Rewrite the listing from the line containing "In this exercise you will point out the light" through the line containing "[(213, 268)]", requests included. Shift every coordinate in the answers by -116, and leave the coordinates in the sample forms unchanged.

## Begin

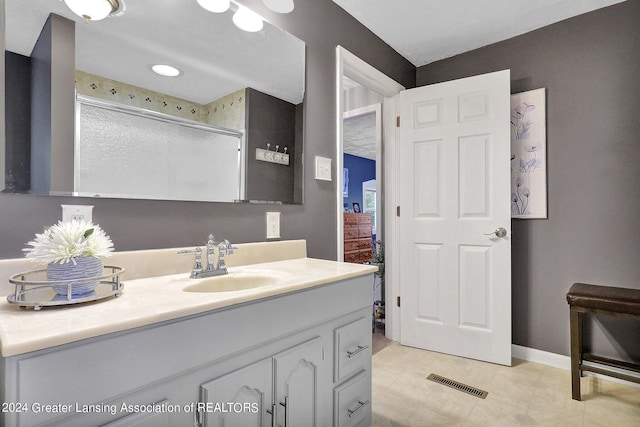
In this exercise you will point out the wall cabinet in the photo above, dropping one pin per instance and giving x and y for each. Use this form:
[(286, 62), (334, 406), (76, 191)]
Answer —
[(293, 357), (357, 237)]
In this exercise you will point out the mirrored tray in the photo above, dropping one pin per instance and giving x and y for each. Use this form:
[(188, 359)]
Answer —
[(32, 289)]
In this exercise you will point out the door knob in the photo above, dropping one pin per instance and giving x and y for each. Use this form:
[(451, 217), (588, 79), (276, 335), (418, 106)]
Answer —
[(499, 232)]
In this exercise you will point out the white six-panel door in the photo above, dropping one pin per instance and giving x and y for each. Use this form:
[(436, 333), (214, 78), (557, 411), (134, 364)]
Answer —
[(455, 264)]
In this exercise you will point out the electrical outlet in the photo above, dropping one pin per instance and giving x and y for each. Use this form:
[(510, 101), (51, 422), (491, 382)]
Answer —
[(273, 225), (77, 212), (323, 168)]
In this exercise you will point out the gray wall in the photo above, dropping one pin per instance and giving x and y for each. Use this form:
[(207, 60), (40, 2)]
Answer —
[(590, 66), (138, 224)]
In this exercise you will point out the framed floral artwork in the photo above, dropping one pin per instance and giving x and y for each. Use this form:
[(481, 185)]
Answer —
[(528, 155)]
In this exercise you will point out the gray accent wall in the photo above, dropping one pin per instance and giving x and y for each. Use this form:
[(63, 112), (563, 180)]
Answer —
[(590, 67), (52, 107), (270, 121), (18, 122), (140, 224)]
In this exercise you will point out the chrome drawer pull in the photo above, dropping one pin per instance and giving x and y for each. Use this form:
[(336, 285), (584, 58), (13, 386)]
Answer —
[(350, 354), (273, 413), (286, 410), (361, 405)]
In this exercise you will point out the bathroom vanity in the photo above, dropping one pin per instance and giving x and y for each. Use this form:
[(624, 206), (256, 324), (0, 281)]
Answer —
[(295, 351)]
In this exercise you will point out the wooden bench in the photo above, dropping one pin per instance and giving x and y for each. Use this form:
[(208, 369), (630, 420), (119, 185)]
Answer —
[(600, 300)]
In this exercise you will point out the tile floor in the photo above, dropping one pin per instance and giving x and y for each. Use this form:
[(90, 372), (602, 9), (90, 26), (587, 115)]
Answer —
[(526, 394)]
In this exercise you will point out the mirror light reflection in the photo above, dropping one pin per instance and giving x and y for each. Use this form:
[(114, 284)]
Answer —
[(230, 81)]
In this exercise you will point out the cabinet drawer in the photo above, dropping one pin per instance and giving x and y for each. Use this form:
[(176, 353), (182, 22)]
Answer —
[(364, 219), (350, 219), (364, 231), (364, 244), (352, 402), (365, 255), (351, 246), (350, 233), (352, 347), (352, 257)]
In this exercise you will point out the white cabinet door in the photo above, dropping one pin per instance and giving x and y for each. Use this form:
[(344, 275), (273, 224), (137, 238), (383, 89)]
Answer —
[(240, 398), (296, 381)]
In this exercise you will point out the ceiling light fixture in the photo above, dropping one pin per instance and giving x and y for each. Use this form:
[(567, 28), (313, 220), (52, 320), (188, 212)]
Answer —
[(166, 70), (280, 6), (246, 19), (216, 6), (93, 10)]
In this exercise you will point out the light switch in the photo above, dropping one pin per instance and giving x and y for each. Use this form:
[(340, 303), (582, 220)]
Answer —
[(323, 168), (273, 225), (77, 212)]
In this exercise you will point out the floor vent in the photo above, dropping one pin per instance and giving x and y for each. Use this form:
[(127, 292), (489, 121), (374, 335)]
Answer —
[(458, 386)]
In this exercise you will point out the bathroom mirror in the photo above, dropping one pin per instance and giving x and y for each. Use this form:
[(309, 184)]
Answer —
[(229, 79)]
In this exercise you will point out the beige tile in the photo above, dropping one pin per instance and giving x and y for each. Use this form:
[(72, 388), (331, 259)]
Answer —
[(526, 394)]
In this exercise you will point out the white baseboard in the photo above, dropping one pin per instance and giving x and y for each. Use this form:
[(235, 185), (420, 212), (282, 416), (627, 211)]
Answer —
[(561, 362)]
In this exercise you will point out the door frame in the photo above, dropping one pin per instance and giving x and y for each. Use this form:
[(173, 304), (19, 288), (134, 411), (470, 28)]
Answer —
[(349, 65)]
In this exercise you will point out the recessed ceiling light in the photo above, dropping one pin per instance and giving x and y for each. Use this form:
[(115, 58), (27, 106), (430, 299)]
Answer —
[(166, 70), (280, 6), (217, 6), (246, 19), (93, 10)]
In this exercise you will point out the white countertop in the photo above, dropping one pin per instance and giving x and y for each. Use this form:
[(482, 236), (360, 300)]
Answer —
[(156, 299)]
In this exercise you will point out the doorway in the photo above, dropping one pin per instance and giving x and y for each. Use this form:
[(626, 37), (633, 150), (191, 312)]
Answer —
[(367, 86)]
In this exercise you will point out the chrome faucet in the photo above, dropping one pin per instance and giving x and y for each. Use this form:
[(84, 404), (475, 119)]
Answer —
[(213, 268)]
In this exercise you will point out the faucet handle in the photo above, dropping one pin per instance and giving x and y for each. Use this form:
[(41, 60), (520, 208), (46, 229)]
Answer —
[(197, 264)]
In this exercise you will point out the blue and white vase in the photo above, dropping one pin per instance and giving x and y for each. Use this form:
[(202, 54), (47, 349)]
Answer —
[(82, 274)]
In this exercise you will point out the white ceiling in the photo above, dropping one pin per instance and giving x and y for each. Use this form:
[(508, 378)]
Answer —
[(216, 57), (424, 31)]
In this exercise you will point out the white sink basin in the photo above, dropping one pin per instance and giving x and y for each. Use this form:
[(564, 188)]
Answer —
[(233, 281)]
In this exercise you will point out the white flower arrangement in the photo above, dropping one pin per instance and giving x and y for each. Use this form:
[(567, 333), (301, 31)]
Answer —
[(63, 242)]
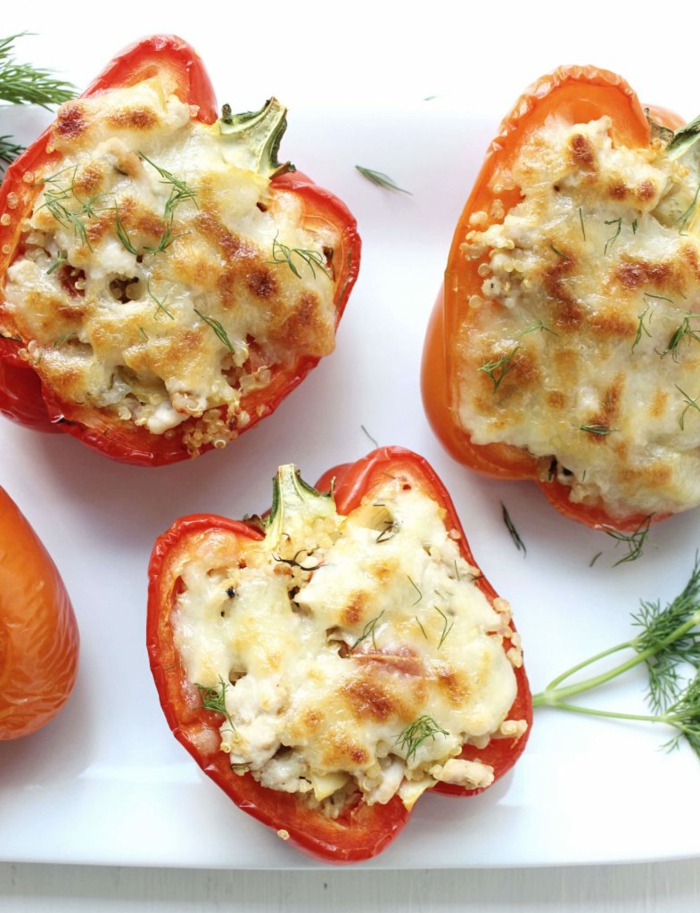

## End

Output for this exercise:
In this exercise you will point out the light switch in the photo above, dropping one pin per instance and giving x and y for each. Use this form:
[(340, 303), (582, 220)]
Answer —
[(207, 52), (157, 109), (-39, 96)]
In this exercise you will point out the floor vent in the photo above, dropping one pin per instance and giving x and y for each. Use this form:
[(127, 292), (489, 121), (374, 335)]
Answer —
[(342, 270)]
In this exercise you will point out the bathroom mirror in the photo above, dropping one pin per instance and giving x and y for each. Use this form:
[(309, 184)]
Answer —
[(113, -37)]
In this exercise you will point out the beige tile in the photo above, dropping one pin per instance and giving x and y for each. Use this form:
[(72, 388), (331, 259)]
Answer —
[(410, 278)]
In this exercise you will point out the white baseboard in the photo above, dropping one pin per instance and giving x and y for each. Use this form:
[(235, 185), (420, 212), (282, 416), (627, 211)]
Answer —
[(445, 246)]
In this exercise you will point out the door frame in the photo above, dropping one pin per instance and giving x and y for each. Use this form:
[(173, 304), (19, 288), (134, 411), (470, 28)]
Answer —
[(233, -51)]
In this exercise you will point out the recessed ceiling light in the photo above, dropping one pin per instance and giving x and y for each. Use this form:
[(115, 58), (27, 106), (430, 299)]
Answer —
[(50, -46), (164, -110), (101, -110), (130, -97), (-23, -106)]
In this exercise you will point out the white countertop in the photo above, dropping one pin per instance and giving x and y for each. Use this form:
[(482, 236), (360, 300)]
Answer —
[(40, 183)]
In this exercise you will point out the doorway in the photo above, dropping one pin per instance and giving x and y for each. Use this form:
[(626, 37), (633, 150), (191, 312)]
Answer —
[(251, -30)]
In this exercise you will point out the chrome faucet in the photo above, dropping one pin per instance and giving x and y for each. Use this form:
[(84, 404), (475, 119)]
Answer —
[(97, 152)]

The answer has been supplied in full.